STATED GOAL
Extract each line below that contains the word "body".

TASK DATA
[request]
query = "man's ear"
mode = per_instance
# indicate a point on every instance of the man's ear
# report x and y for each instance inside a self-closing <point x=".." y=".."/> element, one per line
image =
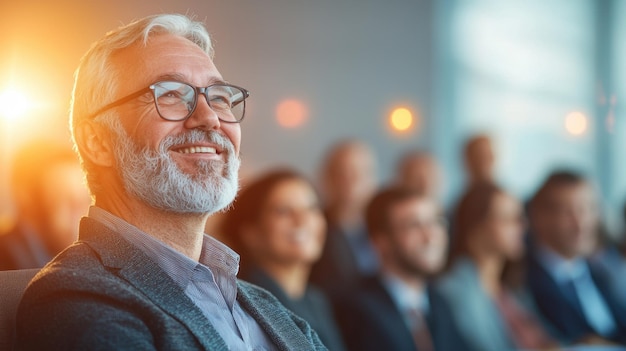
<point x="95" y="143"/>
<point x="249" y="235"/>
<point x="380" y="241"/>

---

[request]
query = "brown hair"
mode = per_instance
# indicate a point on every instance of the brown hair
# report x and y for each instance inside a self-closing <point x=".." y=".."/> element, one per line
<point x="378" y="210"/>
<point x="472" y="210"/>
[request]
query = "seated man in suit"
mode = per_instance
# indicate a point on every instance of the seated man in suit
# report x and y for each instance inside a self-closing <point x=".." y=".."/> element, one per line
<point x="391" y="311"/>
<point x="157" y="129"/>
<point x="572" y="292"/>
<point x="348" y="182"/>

--

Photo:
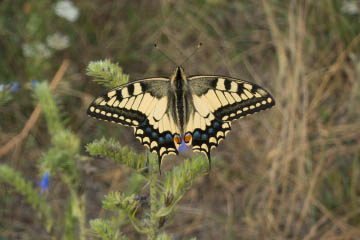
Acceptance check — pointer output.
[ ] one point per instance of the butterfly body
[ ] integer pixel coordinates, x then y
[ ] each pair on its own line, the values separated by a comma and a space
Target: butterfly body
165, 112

OUTPUT FOR THIS TASK
[ ] one point per instance of the butterfly body
Target: butterfly body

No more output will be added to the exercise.